> Source document
◇ ◇ ◇ ◇ ◇ ◇ ◇

There came a moment, during the trial in a wrongful-death lawsuit against Nassau’s jail medical vendor and the county itself, when the family of Bartholomew Ryan gasped audibly in the courtroom.
That was during testimony from Dr. Vincent Manetti, the psychiatrist who examined Ryan hours before the Iraq War veteran — who was in jail after he couldn’t make bail on a charge of driving while under the influence of drugs — killed himself.
Manetti testified that Ryan told the doctor during an exam that previously he had been diagnosed with post-traumatic stress disorder, bipolar disorder and anxiety.
But, Manetti said, he diagnosed Ryan only with a drug dependency problem. Manetti said Ryan told him, “I don’t want to play the psych card.”
With that, members of Ryan’s family gasped, and looked toward each other, with anger and disbelief on some of their faces.
A few days later, the reason for their muted outburst would become clear. Ryan’s mother, Lilyann, testified that the veteran left a drug treatment program because he felt he did not belong.
“He felt it was a PTSD problem, and drugs were secondary to that problem,” she testified.
While Manetti testified that Ryan — who killed himself six hours after talking to the doctor — thought his issues were rooted in drug abuse, not other disorders, Ryan’s mother testified that Ryan believed it was the other way around.
Either way, the jury put more stock in the plaintiff’s case than they did in that of Nassau County, and its jail medical provider, Armor Correctional Health Services. The jury last week awarded Ryan’s family almost $8 million after finding both the county, and the medical provider, negligent in the case.
Afterward, a spokeswoman for Armor said the company intended to “pursue all available post-trial remedies,” while Nassau on Monday repeated that it was reviewing the verdict to determine “options available going forward.”
Ryan’s was the first of four federal lawsuits against Armor and Nassau over jail inmate deaths to go to trial.
His death also came under review by the state Commission of Correction — which determined that an Armor psychiatrist did an inadequate assessment of Ryan’s mental health on Feb. 24, 2012, hours before he killed himself in his cell. The report didn’t name the doctor.

◇ ◇ ◇ ◇ ◇ ◇ ◇

> Assignment A
According to the article on the Ryan lawsuit, how much did the jury award Ryan's family?
> Assignment B
Write down the portion of the article on the Ryan lawsuit between "There came a" and "of their faces.", inclusive, word for word.
> Assignment C
In the article on the Ryan lawsuit, which conditions did Ryan tell Manetti he had previously been diagnosed with? List every one.

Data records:
◇ ◇ ◇ ◇ ◇ ◇ ◇

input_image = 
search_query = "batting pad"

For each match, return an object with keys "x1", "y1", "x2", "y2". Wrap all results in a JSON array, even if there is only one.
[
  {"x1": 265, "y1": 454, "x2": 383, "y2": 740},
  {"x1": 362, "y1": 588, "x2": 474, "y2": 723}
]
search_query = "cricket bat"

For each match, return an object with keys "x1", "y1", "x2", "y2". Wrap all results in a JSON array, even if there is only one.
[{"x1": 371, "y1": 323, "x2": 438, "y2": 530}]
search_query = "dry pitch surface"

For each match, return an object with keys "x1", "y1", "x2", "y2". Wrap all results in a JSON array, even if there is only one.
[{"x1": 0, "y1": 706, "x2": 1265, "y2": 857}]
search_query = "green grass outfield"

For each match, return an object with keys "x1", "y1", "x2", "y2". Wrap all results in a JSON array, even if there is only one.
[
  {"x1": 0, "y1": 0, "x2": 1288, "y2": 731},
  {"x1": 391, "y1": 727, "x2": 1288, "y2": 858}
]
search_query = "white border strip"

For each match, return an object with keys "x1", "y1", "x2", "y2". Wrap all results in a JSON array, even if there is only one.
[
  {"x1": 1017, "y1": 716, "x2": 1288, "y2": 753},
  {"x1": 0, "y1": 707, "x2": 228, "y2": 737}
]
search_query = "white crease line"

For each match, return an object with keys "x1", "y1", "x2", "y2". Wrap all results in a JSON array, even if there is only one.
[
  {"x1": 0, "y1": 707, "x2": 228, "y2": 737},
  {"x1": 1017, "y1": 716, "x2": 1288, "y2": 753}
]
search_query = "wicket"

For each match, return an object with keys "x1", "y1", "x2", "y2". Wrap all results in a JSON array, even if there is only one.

◇ ◇ ◇ ◇ ◇ ◇ ◇

> Problem solution A
Almost $8 million.

> Problem solution B
There came a moment, during the trial in a wrongful-death lawsuit against Nassau’s jail medical vendor and the county itself, when the family of Bartholomew Ryan gasped audibly in the courtroom.
That was during testimony from Dr. Vincent Manetti, the psychiatrist who examined Ryan hours before the Iraq War veteran — who was in jail after he couldn’t make bail on a charge of driving while under the influence of drugs — killed himself.
Manetti testified that Ryan told the doctor during an exam that previously he had been diagnosed with post-traumatic stress disorder, bipolar disorder and anxiety.
But, Manetti said, he diagnosed Ryan only with a drug dependency problem. Manetti said Ryan told him, “I don’t want to play the psych card.”
With that, members of Ryan’s family gasped, and looked toward each other, with anger and disbelief on some of their faces.

> Problem solution C
- Post-traumatic stress disorder
- Bipolar disorder
- Anxiety